TASK DIRECTIONS >> Change "forest" to "woodland" in the lines from the line with "of the woman's" to the line with "x=324, y=327", and give back only those lines with nothing else altered.

DATASET EXCERPTS >>

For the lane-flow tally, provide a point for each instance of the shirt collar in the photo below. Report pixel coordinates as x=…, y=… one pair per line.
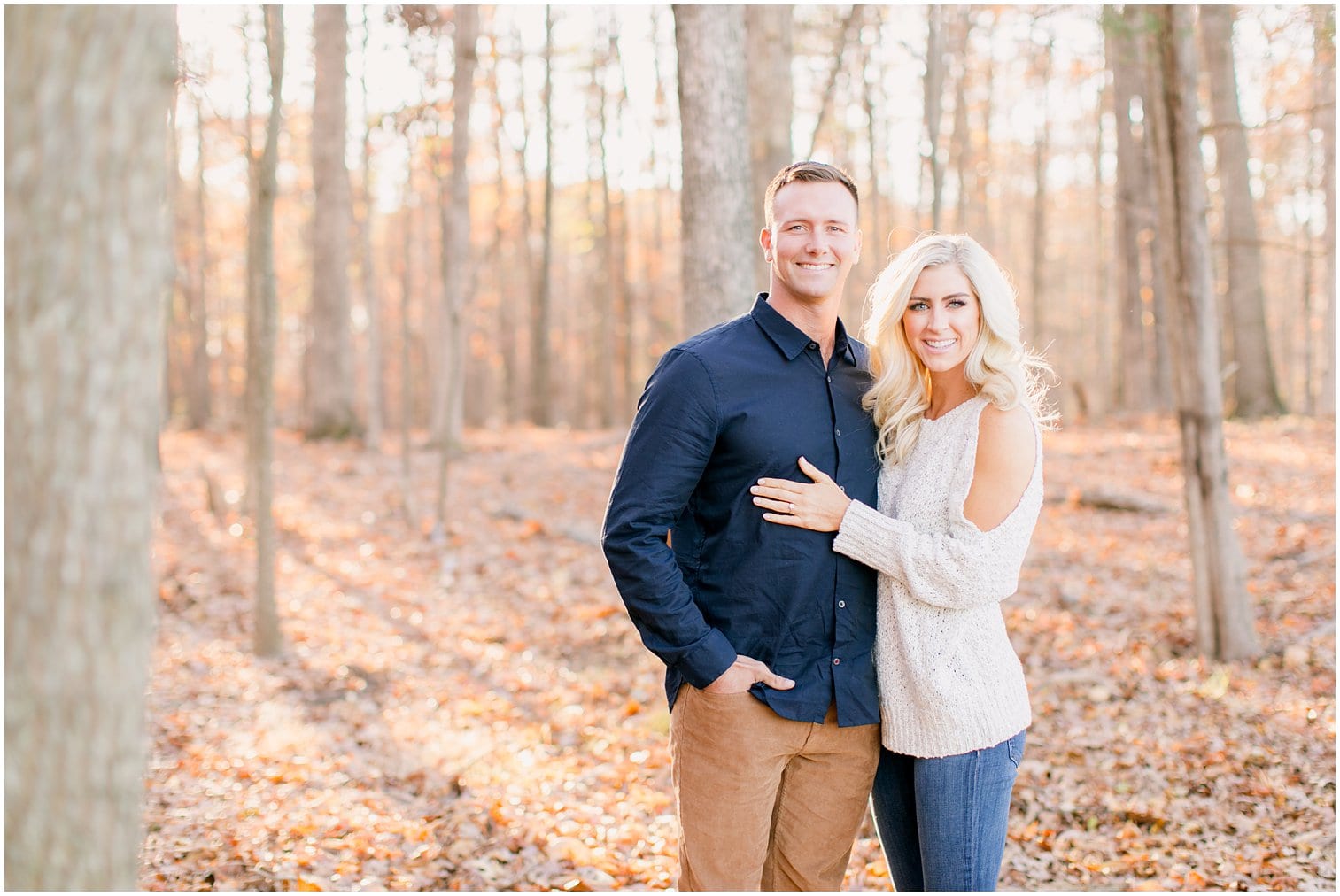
x=789, y=337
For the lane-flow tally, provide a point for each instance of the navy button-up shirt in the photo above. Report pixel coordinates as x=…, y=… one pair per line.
x=726, y=407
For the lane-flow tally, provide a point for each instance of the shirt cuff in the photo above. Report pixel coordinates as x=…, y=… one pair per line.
x=707, y=660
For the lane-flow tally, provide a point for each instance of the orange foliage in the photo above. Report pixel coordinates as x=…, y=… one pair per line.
x=485, y=718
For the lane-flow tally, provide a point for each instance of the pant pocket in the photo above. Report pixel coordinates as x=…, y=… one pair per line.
x=1015, y=747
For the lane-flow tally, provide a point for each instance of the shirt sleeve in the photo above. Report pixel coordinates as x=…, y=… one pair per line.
x=957, y=569
x=669, y=444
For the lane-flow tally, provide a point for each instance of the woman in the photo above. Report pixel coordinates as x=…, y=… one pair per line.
x=958, y=407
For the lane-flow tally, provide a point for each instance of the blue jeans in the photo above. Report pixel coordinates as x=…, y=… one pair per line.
x=942, y=822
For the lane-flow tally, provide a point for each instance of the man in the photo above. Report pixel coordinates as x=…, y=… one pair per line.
x=765, y=632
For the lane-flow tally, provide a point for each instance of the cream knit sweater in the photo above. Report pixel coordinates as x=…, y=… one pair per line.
x=949, y=679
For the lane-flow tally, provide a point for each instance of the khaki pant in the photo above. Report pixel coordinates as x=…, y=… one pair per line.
x=765, y=802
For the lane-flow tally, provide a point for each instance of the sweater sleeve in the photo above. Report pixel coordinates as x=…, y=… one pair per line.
x=957, y=569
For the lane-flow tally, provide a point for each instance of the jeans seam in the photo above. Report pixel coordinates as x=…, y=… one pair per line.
x=973, y=819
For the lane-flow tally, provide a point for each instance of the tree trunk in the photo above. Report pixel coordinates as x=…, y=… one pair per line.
x=846, y=34
x=1253, y=383
x=1125, y=60
x=611, y=263
x=877, y=243
x=768, y=31
x=260, y=347
x=88, y=274
x=329, y=351
x=716, y=224
x=619, y=401
x=507, y=342
x=198, y=371
x=542, y=397
x=1042, y=148
x=177, y=297
x=961, y=146
x=1162, y=264
x=374, y=373
x=1324, y=30
x=456, y=245
x=1224, y=608
x=933, y=109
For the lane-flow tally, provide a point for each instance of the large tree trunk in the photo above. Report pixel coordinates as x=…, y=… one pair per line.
x=88, y=272
x=768, y=35
x=329, y=351
x=847, y=34
x=1324, y=27
x=456, y=247
x=374, y=374
x=716, y=225
x=263, y=324
x=1253, y=383
x=1125, y=60
x=542, y=352
x=1222, y=604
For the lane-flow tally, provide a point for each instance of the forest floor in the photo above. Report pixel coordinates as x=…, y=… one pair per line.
x=481, y=714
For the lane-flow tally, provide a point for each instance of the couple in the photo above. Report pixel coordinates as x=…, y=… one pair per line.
x=794, y=697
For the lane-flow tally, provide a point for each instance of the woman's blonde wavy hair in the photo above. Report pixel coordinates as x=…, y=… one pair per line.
x=998, y=366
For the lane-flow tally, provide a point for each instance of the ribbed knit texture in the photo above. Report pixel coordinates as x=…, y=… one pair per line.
x=949, y=679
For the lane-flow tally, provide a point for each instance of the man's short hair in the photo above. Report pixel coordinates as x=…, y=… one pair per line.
x=807, y=172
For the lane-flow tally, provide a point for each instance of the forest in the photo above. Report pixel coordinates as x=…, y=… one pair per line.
x=324, y=327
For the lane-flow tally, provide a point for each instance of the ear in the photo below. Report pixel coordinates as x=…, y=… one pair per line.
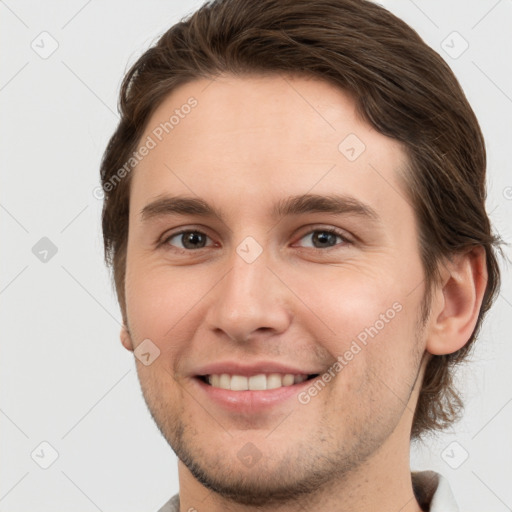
x=126, y=338
x=456, y=304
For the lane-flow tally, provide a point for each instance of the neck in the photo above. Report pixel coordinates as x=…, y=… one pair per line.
x=382, y=483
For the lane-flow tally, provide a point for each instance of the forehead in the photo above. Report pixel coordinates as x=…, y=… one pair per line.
x=257, y=137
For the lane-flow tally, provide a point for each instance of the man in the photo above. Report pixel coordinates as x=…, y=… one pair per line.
x=295, y=216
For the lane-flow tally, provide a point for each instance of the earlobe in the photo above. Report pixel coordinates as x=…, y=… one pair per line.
x=126, y=338
x=459, y=302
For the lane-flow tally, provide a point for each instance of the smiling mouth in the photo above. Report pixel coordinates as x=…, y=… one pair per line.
x=259, y=382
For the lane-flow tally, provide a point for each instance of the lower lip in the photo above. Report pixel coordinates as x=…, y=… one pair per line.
x=251, y=401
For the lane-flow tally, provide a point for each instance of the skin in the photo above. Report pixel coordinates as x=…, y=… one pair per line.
x=250, y=142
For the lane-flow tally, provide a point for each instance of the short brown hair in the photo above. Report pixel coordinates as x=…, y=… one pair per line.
x=401, y=87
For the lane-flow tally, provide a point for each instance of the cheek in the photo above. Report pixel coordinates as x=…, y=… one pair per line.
x=161, y=301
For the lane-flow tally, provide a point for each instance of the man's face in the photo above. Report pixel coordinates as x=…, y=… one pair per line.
x=262, y=292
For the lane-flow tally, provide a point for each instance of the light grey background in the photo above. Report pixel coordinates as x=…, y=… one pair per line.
x=65, y=378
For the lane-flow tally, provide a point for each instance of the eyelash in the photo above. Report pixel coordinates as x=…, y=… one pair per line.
x=338, y=233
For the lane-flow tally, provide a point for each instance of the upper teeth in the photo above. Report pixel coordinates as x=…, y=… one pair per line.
x=256, y=382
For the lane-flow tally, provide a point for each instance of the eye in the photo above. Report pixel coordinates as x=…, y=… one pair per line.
x=324, y=238
x=190, y=239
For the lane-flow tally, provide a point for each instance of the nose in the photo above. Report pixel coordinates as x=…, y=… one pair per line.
x=249, y=302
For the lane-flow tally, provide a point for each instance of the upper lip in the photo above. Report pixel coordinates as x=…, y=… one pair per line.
x=238, y=368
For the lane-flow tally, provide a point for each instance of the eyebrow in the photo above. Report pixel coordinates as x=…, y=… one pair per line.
x=294, y=205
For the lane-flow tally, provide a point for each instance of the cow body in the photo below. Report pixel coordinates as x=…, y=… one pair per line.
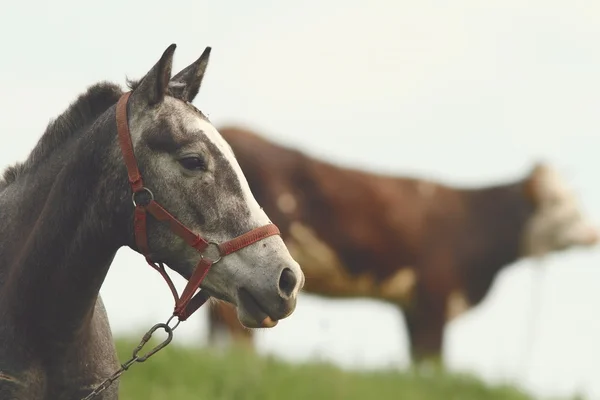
x=431, y=249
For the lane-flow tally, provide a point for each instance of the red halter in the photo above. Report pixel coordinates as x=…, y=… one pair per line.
x=188, y=302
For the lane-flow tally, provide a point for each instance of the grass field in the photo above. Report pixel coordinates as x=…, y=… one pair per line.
x=190, y=373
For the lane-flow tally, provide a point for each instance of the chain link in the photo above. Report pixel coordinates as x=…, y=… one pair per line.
x=136, y=357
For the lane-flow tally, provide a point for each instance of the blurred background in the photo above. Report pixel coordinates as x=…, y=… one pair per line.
x=469, y=93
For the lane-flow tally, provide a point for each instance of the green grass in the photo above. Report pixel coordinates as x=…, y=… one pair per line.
x=201, y=373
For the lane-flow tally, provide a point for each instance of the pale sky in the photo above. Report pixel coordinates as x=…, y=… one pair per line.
x=469, y=92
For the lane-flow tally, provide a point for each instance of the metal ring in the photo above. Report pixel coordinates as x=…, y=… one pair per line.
x=139, y=191
x=169, y=321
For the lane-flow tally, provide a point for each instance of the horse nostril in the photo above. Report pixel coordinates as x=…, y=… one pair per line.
x=287, y=282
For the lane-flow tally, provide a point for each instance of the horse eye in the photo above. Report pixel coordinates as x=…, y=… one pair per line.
x=193, y=163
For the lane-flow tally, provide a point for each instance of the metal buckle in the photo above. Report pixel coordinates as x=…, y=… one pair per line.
x=217, y=251
x=143, y=189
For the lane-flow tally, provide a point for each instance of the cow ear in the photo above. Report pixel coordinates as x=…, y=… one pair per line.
x=153, y=87
x=186, y=84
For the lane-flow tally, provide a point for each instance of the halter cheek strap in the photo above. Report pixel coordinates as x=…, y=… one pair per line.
x=187, y=303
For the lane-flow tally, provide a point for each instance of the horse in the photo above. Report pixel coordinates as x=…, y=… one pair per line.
x=79, y=197
x=430, y=249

EXERCISE RESPONSE >>
For the lane-flow tally, provide a point for each instance of the woman's blonde wavy hair in the photo above. Report pixel coordinates as x=…, y=… one pair per line.
x=998, y=366
For the lane-flow tally, provide a point for each instance of the ribbed knit texture in the photo above. Report pixel coordinates as x=…, y=… one pair per line.
x=949, y=679
For the lane-flow tally, provide a point for each instance of the man's short hair in the photo above. Report pixel coordinates as x=…, y=… one pair per line.
x=807, y=172
For the lane-flow tally, provide a point for each instance of the woodland in the photo above. Report pixel coordinates as x=…, y=… one pair per line.
x=324, y=327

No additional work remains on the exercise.